What you are asked to do: Copy every one of the rows below word for word, keeping each line as it stands.

(Part of a data file)
==================================================

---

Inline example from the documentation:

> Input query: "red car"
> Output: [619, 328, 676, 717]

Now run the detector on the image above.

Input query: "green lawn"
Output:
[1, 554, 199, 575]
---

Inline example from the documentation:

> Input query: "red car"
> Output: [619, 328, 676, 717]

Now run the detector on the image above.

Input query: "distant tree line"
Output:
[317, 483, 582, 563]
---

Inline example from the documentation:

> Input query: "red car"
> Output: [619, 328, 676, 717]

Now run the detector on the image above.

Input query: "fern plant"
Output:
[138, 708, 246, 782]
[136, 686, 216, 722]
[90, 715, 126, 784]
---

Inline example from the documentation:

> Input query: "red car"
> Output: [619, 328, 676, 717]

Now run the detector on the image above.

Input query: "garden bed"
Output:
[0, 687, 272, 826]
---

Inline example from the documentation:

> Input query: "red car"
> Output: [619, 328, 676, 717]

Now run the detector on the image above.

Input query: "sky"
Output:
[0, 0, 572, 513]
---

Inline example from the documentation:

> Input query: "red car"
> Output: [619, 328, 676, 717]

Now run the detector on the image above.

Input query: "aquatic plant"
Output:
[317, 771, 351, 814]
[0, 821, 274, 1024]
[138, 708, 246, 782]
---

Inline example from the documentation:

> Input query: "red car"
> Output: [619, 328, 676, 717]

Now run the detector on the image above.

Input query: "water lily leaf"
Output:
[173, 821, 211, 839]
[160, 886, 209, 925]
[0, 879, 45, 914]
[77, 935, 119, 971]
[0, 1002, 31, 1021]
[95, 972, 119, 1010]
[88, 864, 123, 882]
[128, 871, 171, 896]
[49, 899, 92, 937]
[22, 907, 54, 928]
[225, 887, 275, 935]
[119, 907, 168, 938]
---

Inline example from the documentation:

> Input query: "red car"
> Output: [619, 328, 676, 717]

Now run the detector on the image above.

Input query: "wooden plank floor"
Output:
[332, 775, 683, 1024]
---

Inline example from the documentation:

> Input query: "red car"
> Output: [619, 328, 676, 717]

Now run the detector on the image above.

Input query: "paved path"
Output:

==================================================

The solution:
---

Inline example from the documentation:

> Input query: "red car"
> Output: [619, 328, 676, 717]

Now run the detector on the image above.

Input query: "green lawn"
Output:
[1, 554, 199, 575]
---

Inline example from the documentation:

> Input query: "red car"
> Output: [619, 328, 676, 717]

Now run the detector on the image above.

Input query: "distant tree line"
Output:
[317, 483, 582, 563]
---

Inline example from the documentation:

> Input query: "red car"
> Output: [619, 328, 676, 717]

Now run the detector on the image above.

Input query: "fern plant"
Output:
[138, 708, 246, 782]
[136, 686, 216, 722]
[90, 715, 126, 784]
---

Inline example from the documentation:

> Input query: "red car"
> Output: [619, 328, 676, 717]

Now run the detector on the image above.

Input query: "garden bed"
Output:
[0, 687, 272, 826]
---

Inline example from the documentation:

> Input query: "red car"
> Output: [619, 328, 676, 717]

Now run the detector on the image above.

Input query: "sky"
Output:
[0, 0, 572, 513]
---

Inline example from the documentation:

> Input query: "red car"
> Output: [619, 328, 676, 717]

Now run the detector on the image above.

Input query: "aquatic plant"
Output:
[317, 771, 351, 814]
[0, 821, 274, 1024]
[138, 708, 246, 782]
---

Inline example from the documentation:

> Input query: "red car"
> Output: [619, 328, 676, 717]

Now run the detector on the image above.

Input query: "water lily leaf"
Output:
[173, 821, 211, 839]
[160, 886, 209, 925]
[0, 879, 45, 914]
[77, 935, 119, 971]
[0, 1002, 31, 1021]
[95, 972, 119, 1010]
[88, 864, 123, 882]
[128, 871, 171, 896]
[49, 899, 92, 937]
[22, 907, 54, 928]
[225, 887, 275, 935]
[119, 907, 168, 938]
---

Inline example from the documentation:

> Input query: "red car"
> Output: [619, 328, 676, 717]

Now run the detector on the image above.

Input query: "wooden plank floor"
Output:
[332, 775, 683, 1024]
---

Inline example from the documentation:

> Input query: "red car"
> Output: [619, 328, 676, 717]

Now run the detector on the image above.

Input query: "paved path"
Output:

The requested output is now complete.